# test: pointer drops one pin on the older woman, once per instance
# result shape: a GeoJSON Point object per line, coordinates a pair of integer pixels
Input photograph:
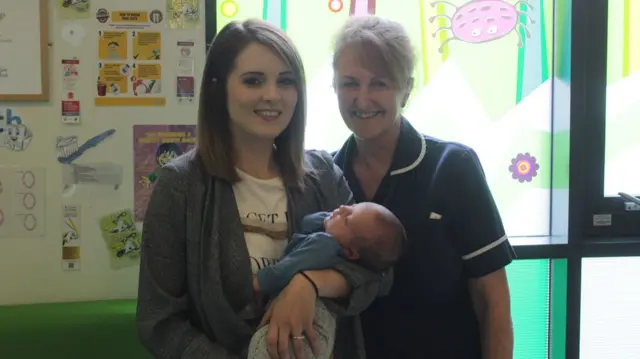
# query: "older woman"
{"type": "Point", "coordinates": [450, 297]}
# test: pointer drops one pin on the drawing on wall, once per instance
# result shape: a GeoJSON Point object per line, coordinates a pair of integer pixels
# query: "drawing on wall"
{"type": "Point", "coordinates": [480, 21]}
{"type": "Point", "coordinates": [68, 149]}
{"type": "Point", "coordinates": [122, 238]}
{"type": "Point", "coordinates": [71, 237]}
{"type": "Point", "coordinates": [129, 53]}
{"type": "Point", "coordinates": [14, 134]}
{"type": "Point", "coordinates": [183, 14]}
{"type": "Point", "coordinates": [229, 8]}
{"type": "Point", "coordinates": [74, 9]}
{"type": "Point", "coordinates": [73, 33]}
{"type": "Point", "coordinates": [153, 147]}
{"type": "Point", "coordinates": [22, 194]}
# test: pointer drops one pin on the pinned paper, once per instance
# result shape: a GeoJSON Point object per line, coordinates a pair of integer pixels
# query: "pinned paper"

#####

**What you have to do:** Check each line of the listing above. Copy it if it holds the string "once".

**Response to the task:**
# test: pointer drops one pin on the older woman, once per instance
# test: pointer drops one pin on the drawing on wall, once per instance
# test: pointer drops one pin on the pinned paper, once per instance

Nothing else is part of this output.